- **INSTRUÇÕES**:
[1] Segundo o texto sobre o carnaval, em quantos foliões a cidade de São Paulo decidiu apostar?
[2] Reproduza do texto sobre o carnaval o trecho que começa em "Já se vão alguns" e vai até "é completamente inverossímil.", inclusive.

- **TEXTO**:

━━━━

MEGALOMANIA CARNAVALESCA
ou ONDE ESTARÃO OS 15 MILHÕES
Dra. Mariana Aldrigui — EACH/USP (13.02.2023)
Já se vão alguns anos desde que as prefeituras decidiram inflacionar os números de foliões previstos para os respectivos carnavais, abandonando os milhares para abraçar os milhões. Um, dois, três milhões de foliões… os comentários se seguem de imagens aéreas que, aos olhos leigos e talvez nem tão interessados, demonstram que multidões se aglomeravam nas diferentes festas.
Entretanto, a competição escalou a tal ponto que a cidade de São Paulo decidiu apostar na cifra de 15 milhões de foliões. E este número vem sendo replicado sem muito questionamento, quando, no mundo real, ele é completamente inverossímil.
Consideremos, por exemplo, alguns dados facilmente comprováveis:
a) População residente em São Paulo — 12,33 milhões segundo o IBGE (2020)
b) População residente na região metropolitana — aproximadamente 21,9 milhões segundo IBGE (2020)
c) Segundo a Fundação Seade, 22% dos paulistanos só saem de casa para estudar ou trabalhar (https://www.seade.gov.br/22-dos-paulistanos-afirmam-que-so-saem-de-casa-para-estudar-ou-trabalhar-aponta-pesquisa-2/)

━━━━

- **DADOS FORNECIDOS**:

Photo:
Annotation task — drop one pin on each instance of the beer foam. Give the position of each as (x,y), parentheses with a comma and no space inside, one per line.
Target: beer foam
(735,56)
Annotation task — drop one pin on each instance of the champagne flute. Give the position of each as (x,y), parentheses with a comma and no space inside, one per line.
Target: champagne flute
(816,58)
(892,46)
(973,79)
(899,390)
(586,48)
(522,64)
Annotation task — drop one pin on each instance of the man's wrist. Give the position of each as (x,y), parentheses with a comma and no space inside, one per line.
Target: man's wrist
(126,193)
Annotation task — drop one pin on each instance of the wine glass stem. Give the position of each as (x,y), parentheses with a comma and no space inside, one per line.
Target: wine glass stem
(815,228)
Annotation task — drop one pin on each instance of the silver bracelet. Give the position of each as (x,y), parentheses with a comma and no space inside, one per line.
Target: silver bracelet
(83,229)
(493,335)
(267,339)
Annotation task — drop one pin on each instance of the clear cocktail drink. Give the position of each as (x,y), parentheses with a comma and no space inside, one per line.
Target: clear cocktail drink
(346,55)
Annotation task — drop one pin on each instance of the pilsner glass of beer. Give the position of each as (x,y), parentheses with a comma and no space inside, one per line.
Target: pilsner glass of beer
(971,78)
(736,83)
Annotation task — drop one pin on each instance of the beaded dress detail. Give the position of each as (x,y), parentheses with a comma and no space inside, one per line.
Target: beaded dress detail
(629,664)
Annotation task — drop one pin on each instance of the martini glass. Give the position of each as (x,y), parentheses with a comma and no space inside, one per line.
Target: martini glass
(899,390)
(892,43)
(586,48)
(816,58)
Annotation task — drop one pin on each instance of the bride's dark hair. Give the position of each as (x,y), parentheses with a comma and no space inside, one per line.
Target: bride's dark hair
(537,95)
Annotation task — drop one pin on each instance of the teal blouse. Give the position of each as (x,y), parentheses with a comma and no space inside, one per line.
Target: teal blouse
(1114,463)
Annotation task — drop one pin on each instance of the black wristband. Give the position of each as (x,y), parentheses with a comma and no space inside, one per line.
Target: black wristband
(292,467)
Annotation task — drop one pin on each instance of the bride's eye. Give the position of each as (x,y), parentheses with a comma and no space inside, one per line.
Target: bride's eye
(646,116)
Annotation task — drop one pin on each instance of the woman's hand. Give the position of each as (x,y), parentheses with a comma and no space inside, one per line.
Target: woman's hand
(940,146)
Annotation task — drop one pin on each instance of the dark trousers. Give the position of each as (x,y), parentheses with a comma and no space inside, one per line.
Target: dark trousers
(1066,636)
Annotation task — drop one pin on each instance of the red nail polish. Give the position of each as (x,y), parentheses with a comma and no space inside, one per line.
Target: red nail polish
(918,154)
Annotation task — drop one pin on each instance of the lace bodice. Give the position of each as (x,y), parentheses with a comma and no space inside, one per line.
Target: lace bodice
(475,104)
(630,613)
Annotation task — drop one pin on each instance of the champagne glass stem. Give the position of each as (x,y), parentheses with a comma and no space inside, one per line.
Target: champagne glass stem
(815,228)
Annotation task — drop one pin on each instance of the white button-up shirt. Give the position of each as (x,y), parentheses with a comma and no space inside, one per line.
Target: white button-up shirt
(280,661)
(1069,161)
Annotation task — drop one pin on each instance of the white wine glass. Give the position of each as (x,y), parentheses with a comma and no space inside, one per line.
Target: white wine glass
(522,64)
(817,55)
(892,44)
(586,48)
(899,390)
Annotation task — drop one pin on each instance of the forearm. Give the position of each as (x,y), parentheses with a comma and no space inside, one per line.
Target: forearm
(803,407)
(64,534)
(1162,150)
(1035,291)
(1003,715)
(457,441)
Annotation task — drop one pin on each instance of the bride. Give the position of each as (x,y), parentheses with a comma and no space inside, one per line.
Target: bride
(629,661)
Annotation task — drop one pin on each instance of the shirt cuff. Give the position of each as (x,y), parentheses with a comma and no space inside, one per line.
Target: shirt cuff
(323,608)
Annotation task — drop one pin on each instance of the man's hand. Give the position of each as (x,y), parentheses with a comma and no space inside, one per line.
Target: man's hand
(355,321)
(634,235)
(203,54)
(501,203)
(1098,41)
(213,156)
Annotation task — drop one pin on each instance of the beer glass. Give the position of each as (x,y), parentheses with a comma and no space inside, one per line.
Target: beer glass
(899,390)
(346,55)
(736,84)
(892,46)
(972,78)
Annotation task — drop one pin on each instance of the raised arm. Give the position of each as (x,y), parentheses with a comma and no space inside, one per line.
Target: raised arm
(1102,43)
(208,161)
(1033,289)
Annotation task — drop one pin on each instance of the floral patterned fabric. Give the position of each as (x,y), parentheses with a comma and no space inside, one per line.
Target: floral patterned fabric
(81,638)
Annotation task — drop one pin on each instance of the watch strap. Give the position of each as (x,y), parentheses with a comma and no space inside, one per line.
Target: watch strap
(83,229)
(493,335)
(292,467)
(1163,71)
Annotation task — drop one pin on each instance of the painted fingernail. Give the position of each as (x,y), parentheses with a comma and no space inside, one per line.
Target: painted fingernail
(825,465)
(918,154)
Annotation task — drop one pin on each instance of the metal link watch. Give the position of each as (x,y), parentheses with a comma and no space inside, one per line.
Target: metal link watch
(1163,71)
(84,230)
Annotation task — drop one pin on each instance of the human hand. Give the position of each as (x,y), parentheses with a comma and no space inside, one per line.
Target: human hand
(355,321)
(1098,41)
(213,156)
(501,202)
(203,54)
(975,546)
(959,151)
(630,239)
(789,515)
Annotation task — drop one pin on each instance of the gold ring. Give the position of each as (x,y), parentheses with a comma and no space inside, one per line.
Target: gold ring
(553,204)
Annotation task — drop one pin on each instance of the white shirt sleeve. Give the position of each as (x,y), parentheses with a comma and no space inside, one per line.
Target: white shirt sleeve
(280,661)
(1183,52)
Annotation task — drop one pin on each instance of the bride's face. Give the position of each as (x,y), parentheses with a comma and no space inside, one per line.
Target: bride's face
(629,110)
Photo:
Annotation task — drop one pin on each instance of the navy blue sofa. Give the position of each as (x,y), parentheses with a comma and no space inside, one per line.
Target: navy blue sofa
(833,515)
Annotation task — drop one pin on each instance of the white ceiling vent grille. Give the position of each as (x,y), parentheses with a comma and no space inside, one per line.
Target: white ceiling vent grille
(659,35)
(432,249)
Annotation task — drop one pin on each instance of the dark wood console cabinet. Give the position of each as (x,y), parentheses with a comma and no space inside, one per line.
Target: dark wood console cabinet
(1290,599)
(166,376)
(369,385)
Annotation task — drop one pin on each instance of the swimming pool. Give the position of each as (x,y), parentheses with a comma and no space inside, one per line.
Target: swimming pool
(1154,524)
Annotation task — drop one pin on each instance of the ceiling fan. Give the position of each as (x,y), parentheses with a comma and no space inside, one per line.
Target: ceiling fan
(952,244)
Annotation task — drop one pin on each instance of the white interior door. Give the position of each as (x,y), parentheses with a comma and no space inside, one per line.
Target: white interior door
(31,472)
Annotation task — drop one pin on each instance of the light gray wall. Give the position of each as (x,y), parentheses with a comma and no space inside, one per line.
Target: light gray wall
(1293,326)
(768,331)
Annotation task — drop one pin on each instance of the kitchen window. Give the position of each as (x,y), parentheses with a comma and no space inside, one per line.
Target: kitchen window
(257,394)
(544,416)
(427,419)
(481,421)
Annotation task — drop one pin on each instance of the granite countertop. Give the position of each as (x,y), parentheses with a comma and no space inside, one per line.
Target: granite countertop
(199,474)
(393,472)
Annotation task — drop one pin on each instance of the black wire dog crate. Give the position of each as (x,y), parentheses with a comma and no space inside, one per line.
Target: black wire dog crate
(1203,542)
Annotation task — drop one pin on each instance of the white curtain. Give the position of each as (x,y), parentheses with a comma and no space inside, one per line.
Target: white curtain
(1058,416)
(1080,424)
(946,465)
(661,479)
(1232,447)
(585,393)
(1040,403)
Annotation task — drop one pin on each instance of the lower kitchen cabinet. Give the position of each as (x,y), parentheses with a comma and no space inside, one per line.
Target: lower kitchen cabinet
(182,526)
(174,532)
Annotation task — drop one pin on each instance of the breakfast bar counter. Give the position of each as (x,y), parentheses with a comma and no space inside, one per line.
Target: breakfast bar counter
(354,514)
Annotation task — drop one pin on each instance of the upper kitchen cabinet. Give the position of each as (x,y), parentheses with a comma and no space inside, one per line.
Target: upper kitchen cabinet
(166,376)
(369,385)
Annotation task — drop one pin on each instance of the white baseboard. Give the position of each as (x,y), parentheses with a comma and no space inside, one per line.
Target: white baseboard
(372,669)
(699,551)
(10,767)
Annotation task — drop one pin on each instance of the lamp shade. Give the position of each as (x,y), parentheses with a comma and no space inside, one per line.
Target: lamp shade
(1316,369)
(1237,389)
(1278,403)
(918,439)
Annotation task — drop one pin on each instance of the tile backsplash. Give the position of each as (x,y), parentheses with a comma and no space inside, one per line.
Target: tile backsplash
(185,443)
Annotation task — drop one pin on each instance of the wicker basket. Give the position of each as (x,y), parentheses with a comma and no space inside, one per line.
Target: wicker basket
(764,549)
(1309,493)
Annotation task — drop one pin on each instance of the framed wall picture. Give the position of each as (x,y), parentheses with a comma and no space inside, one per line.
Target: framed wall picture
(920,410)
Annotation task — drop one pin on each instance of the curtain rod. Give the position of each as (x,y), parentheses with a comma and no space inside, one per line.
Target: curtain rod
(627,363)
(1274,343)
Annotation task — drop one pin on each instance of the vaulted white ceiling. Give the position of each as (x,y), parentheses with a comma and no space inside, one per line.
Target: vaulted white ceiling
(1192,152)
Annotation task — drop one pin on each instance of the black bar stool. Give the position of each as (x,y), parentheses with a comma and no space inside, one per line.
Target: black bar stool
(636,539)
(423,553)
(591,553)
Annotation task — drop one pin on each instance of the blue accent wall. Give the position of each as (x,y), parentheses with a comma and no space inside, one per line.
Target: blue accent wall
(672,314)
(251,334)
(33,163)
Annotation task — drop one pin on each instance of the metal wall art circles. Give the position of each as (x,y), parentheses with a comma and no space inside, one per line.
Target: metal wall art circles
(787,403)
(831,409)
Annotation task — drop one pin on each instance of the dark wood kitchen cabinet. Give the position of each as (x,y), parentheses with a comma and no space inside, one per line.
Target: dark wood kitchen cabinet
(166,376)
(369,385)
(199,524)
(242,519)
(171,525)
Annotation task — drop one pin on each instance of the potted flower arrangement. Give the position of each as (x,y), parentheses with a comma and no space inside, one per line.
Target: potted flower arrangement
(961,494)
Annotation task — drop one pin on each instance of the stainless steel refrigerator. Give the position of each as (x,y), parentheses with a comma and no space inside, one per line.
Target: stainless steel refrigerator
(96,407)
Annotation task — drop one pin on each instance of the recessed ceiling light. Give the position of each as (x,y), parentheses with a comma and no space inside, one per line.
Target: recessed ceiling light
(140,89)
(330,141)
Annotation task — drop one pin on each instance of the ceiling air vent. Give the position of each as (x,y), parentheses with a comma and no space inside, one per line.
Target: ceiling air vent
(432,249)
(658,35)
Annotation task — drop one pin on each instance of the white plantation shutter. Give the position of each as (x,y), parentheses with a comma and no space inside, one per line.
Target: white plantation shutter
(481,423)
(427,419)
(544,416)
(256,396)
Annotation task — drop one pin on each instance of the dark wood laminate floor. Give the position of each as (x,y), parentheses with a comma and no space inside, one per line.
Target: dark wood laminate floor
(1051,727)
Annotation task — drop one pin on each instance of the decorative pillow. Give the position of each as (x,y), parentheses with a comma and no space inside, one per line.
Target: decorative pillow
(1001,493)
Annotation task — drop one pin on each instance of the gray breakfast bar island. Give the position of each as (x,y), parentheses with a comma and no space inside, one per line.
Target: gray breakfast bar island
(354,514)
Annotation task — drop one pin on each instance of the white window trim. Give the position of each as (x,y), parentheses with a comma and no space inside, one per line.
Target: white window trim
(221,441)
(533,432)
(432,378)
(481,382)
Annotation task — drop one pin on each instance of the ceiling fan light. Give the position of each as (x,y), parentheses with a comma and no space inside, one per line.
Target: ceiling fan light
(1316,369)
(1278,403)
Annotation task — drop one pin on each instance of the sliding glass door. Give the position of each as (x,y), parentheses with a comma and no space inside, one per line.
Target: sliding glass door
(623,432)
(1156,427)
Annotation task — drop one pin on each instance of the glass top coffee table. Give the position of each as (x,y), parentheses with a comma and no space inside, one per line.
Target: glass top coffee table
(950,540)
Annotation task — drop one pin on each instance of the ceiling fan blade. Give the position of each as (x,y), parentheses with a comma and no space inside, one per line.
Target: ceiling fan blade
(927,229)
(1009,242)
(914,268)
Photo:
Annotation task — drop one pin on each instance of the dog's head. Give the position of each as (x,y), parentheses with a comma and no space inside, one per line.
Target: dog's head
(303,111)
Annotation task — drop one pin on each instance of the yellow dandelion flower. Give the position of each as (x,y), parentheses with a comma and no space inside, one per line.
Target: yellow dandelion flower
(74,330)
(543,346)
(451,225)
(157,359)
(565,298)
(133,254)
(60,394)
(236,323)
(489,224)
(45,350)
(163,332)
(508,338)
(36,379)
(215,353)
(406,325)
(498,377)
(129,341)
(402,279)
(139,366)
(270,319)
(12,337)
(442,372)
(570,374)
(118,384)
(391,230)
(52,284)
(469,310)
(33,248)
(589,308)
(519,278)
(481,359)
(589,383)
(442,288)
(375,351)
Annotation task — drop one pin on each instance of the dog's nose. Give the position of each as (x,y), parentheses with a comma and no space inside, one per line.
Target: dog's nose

━━━━

- **RESPOSTAS**:
[1] 15 milhões de foliões.

[2]
Já se vão alguns anos desde que as prefeituras decidiram inflacionar os números de foliões previstos para os respectivos carnavais, abandonando os milhares para abraçar os milhões. Um, dois, três milhões de foliões… os comentários se seguem de imagens aéreas que, aos olhos leigos e talvez nem tão interessados, demonstram que multidões se aglomeravam nas diferentes festas.
Entretanto, a competição escalou a tal ponto que a cidade de São Paulo decidiu apostar na cifra de 15 milhões de foliões. E este número vem sendo replicado sem muito questionamento, quando, no mundo real, ele é completamente inverossímil.